**FRAGMENTO SELECCIONADO:**
Arduo tema el de los pimientos, el del porqué de su nombre, y el de sus propiedades, que parece tanto aprovechan para componer un pisto como para perfeccionar un marmitako.

Lo del nombre es una historia casi interminable: de surgir con los romanos por aquello de pigmenta -colorante, y también droga, ingrediente o condimento- hasta topar con Colón, quien echando agua a su molino se obcecó en asimilar el picante de los chiles que encontraba en sus paseos por el Nuevo Mundo con el que producía la pimienta, semilla o ardiente fruto -Piper nigrum- que ofrece la piperácea tropical en la isla de Java.

Aquello que se pretendía Oriente resultó ser Occidente -aunque no tanto como el hasta entonces conocido- y lo que pareció pimiento fue en su origen un producto peculiar, novísimo y diferente, al que llamaban ají o de otras maneras, según relató un testigo presencial, el padre Bartolomé de las Casas, incómodo juez de nuestras costumbres y comportamientos allende los mares, y que en su Apologética Histórica escribió: "No comían chilli que es la pimienta que llamaron los de las islas axí...".

**TRABAJO POR HACER:**
Prosigue el texto de arriba sobre los pimientos y el origen de su nombre a partir de su última frase.

**INFORMACIÓN MOSTRADA:**
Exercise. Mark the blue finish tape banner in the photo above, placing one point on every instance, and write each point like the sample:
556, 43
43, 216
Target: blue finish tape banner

**RESULTADO DE LA TAREA:**
Los chiles que conocíamos se convirtieron en pimientos
Colón dio en llamar al tomate manzana del amor y lo hizo fruto predilecto

Esta y muchas otras cosas más relata Alejandro Arribas Gimeno en su Sabores que saben, libro que también nos informa de la rápida expansión que tuvo el cultivo en España de los chiles traídos por los conquistadores y sus herederos, ya que por su fácil crianza -que no precisa de grandes extensiones ni de aguas que lo aneguen- presidía huertas y jardines, donde con normalidad se les veía, casi tanto como en las macetas caseras, a las que prestaba viveza y color. Los chiles que conocíamos fueron convertidos en pimientos después de algunas preselecciones y juegos mendelianos, y dejaron de picar a la vez que crecía su tamaño y sabor hasta el punto que hoy conocemos y nos deleita.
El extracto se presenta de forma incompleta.